┌─ RECORD EXTRACTS

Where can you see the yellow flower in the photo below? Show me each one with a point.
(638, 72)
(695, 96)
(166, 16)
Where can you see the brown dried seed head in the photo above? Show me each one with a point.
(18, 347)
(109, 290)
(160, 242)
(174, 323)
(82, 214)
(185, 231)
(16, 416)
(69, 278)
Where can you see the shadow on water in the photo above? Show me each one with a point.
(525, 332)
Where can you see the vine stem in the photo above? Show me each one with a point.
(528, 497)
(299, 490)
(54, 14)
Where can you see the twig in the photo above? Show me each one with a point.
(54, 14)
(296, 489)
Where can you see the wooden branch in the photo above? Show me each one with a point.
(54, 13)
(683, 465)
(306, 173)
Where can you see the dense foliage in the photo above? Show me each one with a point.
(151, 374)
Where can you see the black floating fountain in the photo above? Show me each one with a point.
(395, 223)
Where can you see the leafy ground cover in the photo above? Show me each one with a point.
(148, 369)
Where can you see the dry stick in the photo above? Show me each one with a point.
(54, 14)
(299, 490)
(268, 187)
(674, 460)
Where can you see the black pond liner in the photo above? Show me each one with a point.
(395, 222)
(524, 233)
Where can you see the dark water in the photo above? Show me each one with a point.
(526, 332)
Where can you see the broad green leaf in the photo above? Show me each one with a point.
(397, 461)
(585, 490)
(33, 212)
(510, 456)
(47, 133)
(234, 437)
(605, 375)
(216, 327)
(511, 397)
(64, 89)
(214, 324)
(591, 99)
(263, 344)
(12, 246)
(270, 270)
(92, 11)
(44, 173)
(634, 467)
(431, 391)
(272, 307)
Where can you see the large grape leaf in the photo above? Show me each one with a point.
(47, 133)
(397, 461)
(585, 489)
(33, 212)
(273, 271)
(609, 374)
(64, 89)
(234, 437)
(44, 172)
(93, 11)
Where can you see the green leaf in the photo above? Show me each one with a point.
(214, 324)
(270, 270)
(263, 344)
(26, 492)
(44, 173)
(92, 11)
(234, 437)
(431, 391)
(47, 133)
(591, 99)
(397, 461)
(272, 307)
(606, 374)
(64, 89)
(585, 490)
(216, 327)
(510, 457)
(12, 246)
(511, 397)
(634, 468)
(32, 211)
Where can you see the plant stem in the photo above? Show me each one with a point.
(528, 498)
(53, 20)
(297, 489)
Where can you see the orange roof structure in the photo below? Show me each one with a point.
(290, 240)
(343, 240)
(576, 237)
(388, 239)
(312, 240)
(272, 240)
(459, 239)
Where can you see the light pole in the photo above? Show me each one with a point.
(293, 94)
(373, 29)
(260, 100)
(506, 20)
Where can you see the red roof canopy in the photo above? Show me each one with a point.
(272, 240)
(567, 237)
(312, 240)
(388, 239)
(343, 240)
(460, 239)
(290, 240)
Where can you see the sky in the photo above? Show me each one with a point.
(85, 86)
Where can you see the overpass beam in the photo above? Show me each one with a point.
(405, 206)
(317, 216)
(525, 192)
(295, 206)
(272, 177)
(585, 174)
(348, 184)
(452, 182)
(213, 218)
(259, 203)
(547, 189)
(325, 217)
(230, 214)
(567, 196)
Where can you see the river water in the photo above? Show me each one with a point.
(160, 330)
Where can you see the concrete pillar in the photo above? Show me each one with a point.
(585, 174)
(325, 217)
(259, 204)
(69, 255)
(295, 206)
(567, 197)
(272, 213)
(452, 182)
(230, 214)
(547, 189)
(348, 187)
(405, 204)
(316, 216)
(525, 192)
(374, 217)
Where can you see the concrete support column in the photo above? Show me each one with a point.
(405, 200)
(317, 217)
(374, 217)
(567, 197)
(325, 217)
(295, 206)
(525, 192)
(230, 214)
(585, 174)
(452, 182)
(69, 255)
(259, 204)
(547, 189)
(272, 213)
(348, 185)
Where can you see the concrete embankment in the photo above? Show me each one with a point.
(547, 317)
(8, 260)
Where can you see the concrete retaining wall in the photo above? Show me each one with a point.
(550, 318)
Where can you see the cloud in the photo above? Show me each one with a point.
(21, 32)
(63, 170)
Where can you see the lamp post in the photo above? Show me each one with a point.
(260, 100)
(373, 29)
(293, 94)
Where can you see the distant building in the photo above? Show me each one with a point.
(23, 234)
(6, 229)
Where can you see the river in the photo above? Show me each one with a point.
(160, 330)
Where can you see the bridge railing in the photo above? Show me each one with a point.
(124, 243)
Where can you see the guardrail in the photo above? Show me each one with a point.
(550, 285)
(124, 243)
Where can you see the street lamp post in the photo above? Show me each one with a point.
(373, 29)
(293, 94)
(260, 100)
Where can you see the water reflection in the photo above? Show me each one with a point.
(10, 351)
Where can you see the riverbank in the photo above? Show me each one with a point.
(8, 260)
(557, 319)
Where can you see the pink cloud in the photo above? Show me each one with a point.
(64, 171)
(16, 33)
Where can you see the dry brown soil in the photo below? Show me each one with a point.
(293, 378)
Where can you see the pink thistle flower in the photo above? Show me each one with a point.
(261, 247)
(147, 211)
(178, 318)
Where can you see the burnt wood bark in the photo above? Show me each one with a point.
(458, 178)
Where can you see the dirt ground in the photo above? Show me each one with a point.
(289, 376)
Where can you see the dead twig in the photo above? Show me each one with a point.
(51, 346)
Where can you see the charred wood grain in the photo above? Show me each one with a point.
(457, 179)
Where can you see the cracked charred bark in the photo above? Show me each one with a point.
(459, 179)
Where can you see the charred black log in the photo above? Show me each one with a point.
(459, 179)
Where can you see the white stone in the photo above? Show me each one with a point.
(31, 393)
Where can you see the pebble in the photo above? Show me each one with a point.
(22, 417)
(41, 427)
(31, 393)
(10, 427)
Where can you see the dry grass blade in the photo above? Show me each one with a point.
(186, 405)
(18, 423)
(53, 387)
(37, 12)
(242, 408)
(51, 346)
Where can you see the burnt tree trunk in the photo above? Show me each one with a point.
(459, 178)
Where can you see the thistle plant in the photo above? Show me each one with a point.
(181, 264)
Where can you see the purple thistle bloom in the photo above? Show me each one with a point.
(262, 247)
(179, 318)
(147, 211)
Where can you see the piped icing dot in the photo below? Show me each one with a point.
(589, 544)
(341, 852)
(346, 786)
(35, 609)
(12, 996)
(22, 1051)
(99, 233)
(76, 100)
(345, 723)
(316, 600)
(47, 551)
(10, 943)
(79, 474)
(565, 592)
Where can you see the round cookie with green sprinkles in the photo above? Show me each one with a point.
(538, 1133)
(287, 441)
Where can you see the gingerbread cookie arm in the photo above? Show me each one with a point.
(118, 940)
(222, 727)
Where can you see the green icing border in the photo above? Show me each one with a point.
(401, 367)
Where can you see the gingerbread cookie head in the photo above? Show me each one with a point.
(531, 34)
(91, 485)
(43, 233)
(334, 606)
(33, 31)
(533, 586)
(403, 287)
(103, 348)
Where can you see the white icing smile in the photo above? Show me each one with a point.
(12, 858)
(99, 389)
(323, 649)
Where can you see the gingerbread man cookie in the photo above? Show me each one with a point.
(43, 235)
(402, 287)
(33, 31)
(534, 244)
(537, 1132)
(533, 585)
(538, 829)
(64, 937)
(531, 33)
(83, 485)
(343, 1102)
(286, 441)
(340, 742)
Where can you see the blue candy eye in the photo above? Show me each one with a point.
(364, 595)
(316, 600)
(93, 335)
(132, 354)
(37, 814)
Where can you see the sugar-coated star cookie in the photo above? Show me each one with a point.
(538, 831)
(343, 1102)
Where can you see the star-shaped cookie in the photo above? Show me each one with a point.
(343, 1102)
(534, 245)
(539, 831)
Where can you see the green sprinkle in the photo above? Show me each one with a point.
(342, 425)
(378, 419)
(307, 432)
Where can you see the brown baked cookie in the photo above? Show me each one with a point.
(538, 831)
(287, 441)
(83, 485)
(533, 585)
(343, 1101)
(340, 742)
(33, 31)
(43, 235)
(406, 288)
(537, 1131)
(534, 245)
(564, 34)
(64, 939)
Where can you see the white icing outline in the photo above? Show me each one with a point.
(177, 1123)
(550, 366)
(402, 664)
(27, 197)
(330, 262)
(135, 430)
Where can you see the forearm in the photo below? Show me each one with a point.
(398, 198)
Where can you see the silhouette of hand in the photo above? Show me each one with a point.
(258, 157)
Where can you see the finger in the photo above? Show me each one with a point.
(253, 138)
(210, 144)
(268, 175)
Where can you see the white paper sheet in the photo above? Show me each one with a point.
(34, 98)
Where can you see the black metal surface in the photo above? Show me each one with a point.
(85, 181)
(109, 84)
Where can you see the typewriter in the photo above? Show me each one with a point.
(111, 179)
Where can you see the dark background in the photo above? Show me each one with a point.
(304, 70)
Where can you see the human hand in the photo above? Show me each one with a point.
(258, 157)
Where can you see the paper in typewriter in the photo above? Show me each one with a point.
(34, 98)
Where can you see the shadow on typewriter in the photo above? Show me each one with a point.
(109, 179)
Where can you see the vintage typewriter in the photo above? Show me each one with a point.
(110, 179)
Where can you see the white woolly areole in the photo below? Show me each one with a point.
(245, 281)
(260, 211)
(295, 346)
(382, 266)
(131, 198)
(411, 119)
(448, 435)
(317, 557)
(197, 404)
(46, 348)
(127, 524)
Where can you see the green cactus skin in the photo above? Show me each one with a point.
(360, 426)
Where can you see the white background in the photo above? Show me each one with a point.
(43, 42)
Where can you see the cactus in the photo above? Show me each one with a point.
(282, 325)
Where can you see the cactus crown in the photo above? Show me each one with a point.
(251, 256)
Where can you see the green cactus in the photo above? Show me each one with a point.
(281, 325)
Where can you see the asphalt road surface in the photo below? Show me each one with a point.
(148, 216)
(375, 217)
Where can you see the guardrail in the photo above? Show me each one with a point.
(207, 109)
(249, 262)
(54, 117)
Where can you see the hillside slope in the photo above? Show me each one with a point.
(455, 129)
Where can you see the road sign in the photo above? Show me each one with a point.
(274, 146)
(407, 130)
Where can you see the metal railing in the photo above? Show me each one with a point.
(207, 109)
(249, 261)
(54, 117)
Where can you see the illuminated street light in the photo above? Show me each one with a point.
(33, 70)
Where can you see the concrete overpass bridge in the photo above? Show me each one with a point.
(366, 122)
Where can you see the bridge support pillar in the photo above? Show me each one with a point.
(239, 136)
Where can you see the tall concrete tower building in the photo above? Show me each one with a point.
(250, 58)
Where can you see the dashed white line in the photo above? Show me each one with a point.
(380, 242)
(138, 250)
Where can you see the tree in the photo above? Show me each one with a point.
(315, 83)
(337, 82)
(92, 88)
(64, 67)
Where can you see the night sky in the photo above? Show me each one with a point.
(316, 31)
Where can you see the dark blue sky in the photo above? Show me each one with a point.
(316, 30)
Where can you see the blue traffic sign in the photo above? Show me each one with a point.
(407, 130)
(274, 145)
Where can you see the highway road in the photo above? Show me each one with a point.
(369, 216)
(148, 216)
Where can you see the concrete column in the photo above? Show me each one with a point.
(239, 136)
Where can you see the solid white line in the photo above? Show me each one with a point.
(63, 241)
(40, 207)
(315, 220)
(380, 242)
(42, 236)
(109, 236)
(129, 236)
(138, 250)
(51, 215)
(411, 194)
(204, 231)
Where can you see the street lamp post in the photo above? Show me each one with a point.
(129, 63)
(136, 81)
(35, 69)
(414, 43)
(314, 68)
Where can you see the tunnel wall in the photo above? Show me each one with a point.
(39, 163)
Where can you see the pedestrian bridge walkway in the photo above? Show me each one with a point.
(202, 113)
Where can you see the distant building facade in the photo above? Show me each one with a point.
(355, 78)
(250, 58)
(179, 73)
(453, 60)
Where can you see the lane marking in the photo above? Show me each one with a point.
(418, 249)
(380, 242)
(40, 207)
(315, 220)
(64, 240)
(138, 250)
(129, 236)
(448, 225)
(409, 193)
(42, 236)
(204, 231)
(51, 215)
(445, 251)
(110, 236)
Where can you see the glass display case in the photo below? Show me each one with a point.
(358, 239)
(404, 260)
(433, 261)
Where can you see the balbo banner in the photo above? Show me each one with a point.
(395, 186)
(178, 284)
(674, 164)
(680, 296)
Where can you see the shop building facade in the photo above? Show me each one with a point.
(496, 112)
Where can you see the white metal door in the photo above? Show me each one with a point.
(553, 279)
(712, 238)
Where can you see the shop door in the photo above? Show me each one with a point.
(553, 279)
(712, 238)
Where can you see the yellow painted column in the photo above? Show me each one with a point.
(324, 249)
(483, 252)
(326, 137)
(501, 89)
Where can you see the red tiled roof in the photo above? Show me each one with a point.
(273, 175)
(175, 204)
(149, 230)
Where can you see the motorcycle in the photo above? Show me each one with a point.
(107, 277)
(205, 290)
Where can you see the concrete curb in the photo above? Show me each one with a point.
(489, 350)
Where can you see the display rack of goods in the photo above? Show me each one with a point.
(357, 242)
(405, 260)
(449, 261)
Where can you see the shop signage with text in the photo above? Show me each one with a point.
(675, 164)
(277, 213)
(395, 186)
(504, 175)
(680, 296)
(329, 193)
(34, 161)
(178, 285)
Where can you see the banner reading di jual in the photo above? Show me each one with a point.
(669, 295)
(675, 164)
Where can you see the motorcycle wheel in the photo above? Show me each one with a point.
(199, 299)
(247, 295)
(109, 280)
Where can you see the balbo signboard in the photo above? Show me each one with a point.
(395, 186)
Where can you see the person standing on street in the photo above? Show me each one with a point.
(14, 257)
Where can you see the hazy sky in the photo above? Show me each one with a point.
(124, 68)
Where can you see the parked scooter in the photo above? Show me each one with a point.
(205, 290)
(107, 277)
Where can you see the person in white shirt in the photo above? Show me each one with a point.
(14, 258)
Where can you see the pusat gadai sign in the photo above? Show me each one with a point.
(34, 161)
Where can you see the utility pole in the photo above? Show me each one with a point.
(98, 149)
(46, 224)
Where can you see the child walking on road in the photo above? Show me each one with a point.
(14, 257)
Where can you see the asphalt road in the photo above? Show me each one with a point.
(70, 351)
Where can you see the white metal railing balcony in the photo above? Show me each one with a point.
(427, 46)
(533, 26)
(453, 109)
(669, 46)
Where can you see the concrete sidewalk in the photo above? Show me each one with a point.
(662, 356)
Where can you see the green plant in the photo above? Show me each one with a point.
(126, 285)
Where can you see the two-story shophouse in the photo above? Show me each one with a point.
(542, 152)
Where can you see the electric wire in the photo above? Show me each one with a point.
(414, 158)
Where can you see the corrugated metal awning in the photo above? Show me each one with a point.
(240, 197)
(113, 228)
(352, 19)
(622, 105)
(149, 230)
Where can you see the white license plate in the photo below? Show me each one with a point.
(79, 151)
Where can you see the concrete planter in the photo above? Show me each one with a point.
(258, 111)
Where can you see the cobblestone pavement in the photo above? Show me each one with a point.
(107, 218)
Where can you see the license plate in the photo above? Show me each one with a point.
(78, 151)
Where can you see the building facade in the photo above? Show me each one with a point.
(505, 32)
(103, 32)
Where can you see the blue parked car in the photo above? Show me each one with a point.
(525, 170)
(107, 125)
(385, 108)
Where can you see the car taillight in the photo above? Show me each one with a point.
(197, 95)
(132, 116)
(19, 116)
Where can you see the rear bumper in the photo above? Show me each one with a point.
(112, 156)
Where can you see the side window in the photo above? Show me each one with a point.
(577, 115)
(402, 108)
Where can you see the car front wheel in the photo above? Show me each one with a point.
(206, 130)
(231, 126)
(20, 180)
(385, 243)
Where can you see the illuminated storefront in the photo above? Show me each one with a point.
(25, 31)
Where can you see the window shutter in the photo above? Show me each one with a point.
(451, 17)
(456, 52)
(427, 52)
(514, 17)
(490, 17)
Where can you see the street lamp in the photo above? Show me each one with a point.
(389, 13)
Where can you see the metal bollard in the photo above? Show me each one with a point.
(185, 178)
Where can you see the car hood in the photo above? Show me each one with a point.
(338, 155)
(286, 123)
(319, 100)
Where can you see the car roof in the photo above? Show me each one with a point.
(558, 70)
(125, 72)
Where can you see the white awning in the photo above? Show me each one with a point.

└─

EXERCISE OBJECTIVE:
All lines from the line containing "Where can you see the side" through the end of the listing above are to be duplicated exactly; include both ends and nothing further.

FINAL RESULT:
Where can you see the side window in the photo above? Show me each one with a point.
(577, 115)
(402, 108)
Where can you see the car front wheel in the photo above? Show me each one with a point.
(206, 130)
(231, 126)
(20, 180)
(385, 243)
Where can you see the illuminated storefront in the photo above? Show me each one with a point.
(25, 31)
Where can you see the window shutter in the photo above? Show me each one with a point.
(451, 17)
(456, 52)
(427, 52)
(514, 17)
(490, 17)
Where can you see the street lamp in the photo above? Show me each one with a point.
(389, 13)
Where can you see the metal bollard in the photo above? Show me each one with a point.
(185, 178)
Where can you see the car hood in the photo above? Show me each one with a point.
(338, 155)
(286, 123)
(319, 100)
Where can you see the car roof in the photo above? Show me each one with a point.
(558, 70)
(125, 72)
Where can you see the white awning in the photo above? Show me each one with a point.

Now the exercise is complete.